** Begin Recorded data **

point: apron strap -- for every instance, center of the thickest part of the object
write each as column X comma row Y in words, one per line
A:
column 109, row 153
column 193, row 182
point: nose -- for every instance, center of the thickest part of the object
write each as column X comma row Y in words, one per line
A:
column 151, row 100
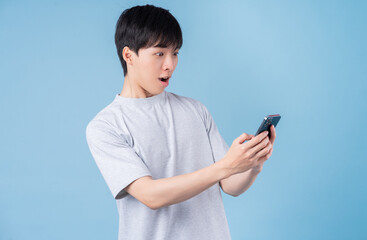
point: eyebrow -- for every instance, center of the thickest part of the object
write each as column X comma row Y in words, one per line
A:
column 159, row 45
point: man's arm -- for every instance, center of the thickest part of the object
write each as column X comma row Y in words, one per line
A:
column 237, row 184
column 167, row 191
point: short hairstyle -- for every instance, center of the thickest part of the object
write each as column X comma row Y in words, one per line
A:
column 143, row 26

** End Recorded data **
** Begin Recorded data **

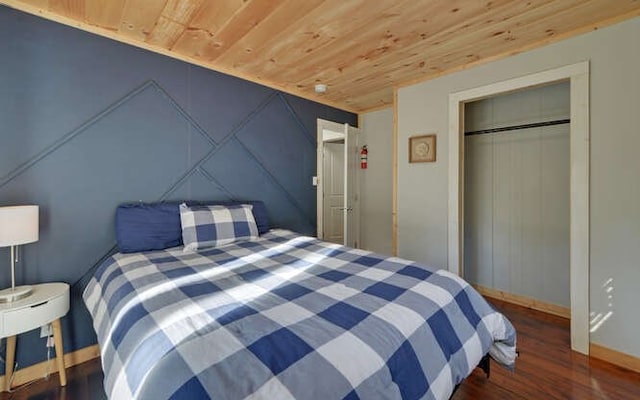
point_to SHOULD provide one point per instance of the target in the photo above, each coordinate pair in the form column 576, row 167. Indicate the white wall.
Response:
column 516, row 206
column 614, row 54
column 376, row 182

** End Recorded data **

Reproduce word for word everything from the line containing "point_to SHOULD provide" down to the line containing "column 376, row 182", including both of those lines.

point_to SHOULD provide one point per instance of the target in the photo above, each coordinate pair in the form column 576, row 167. Indicate the white wall.
Response:
column 516, row 206
column 614, row 54
column 376, row 182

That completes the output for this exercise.